Work order
Pictures aside, repeat all the entries below exactly as they appear.
· · · ·
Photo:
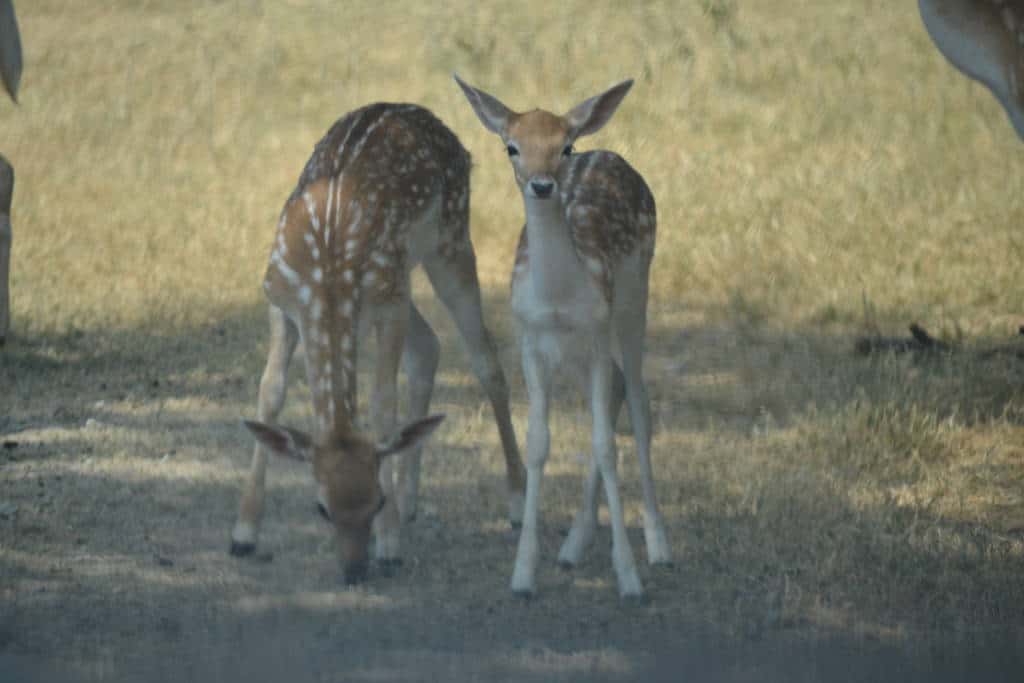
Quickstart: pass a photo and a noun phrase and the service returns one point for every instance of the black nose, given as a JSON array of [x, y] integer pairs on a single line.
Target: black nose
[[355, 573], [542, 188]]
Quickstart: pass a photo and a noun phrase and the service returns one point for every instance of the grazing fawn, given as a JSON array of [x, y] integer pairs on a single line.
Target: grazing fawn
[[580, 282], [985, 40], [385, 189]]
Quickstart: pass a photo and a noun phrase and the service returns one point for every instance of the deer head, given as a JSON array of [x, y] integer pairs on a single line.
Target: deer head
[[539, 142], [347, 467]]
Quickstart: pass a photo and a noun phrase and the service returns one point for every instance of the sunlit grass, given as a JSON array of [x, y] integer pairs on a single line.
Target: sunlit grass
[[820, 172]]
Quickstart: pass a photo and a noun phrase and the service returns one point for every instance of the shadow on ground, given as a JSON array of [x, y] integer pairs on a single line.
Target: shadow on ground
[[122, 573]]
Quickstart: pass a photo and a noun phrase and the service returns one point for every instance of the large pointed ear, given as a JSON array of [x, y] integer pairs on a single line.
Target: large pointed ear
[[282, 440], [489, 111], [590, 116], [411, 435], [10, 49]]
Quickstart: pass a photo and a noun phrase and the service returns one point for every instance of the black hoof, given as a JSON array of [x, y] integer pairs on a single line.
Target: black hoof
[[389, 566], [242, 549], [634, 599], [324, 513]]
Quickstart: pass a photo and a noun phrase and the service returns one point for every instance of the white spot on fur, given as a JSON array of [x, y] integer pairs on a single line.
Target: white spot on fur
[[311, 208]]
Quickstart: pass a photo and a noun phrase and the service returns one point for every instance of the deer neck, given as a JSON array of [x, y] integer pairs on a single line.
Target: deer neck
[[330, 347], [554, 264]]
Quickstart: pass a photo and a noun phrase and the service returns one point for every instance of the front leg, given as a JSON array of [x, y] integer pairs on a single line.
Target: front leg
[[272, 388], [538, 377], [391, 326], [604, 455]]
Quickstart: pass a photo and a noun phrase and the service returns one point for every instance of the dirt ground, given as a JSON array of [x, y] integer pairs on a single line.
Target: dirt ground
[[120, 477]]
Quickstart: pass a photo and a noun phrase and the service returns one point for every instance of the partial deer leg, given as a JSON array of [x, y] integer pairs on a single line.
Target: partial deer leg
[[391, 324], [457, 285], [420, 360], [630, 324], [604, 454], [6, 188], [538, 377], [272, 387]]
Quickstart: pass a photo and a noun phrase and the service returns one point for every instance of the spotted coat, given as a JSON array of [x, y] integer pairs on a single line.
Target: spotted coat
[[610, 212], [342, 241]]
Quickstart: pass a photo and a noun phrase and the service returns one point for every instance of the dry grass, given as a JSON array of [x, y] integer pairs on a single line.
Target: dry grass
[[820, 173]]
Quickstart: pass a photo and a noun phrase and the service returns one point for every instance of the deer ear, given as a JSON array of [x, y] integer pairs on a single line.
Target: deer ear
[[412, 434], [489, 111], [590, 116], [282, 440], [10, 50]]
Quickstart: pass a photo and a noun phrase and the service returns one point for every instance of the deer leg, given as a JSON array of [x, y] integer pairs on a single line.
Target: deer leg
· · · ·
Written solution
Photo:
Quickstart: pass a photo and a noun phrase and the service returns one point for every instance of the black nose, given as a JSON array of [x, y] integer pairs on a single line.
Target: black nose
[[355, 573], [542, 188]]
Quickstart: pass a photo and a noun phrase and the service returns one point for every instance of the grazing fawn, given as a JSON array of [x, y] integer pairs on a single line.
Target: grazing fawn
[[580, 282], [985, 40], [385, 189]]
Quickstart: pass a photo and a noun phrase and the service returns one point for every instance of the deer head, given as a JSON array of [x, y] integer pairs on a single line.
Target: deer head
[[539, 142], [347, 467]]
Quickstart: pass a photo and a noun phrase and the service returns one point for every instance of the sunlit grass, given as a JSON array of [x, y] integer pairs on a single line.
Target: sunlit grass
[[820, 172]]
Quickstart: pass a photo and a noun phrase and the service returns one point for every instance of the shadow on ground, given as a JSON array of [x, y] integer pairs on a single line.
Target: shadow on ground
[[122, 573]]
Quickstart: pass a photo and a noun phrase and the service returns one point for every instance of the large pointed ear, given as a JSON array of [x, y] integer pairs on a single line.
Target: large pointed ear
[[282, 440], [489, 111], [590, 116], [411, 435], [10, 49]]
Quickstart: pass a photo and a noun phrase and the service returns one point for every instance of the black hoof, given as a JSON array of [x, y] integer pairs on a single line.
Target: black hoof
[[389, 566], [242, 549], [634, 599], [324, 513]]
Quickstart: pass a photo and a noun phrase and the service returns one point for every instance of the white spot on fur, given as a JSON array of [x, y] integer pairs on a single line.
Target: white spot on fur
[[311, 208]]
Quickstart: pass a photo and a noun phrase and the service returns one point for every instance of the deer neck, given as a JSON array of [x, y] integer pairs on a single line.
Target: deer neck
[[330, 347], [554, 264]]
Quickstart: pass a photo and a noun phrase and the service returns one point for every instance of the front leg, given as a JSON array of [x, y] integer pairs on a single line.
Target: front leg
[[272, 388], [538, 377], [391, 326], [604, 455]]
Quickstart: pass a photo and a noun phrase and the service returns one point for every instance of the dirt ground, given as a JSON array of [x, y] integer pairs on a single line.
Target: dirt ground
[[120, 477]]
Quickstart: pass a photo and a noun phrase and the service returns one point for every instance of the partial deer leg, given as a JSON array of [x, y] integer pairs on a single line.
Target: partial deer leg
[[391, 324], [457, 285], [420, 360], [630, 324], [604, 454], [6, 188], [538, 377], [272, 387]]
Quickstart: pass a photo and a noun phrase and the service returns one point for every instance of the spotted coat, given as a JSON array of [x, y] integer pairs on a single line.
Target: spotted coat
[[610, 212], [342, 241]]
Quickstart: pass a photo and a noun phrase and the service returns one point for every instance of the dry grass, given as a JSON array of [x, y] integer pairs on a single line.
Target: dry grass
[[820, 173]]
Quickstart: pass a photo and a noun phrase and the service returns one point for every instance of the deer ear, given as a JSON array of [x, y] integer pairs on a single line.
Target: deer ear
[[412, 434], [489, 111], [590, 116], [282, 440], [10, 50]]
Quickstart: pass a photo and a noun phrase and the service returns one point for every instance of the deer leg, given as a JSON array of [x, y] integer pairs on a single line.
Target: deer leg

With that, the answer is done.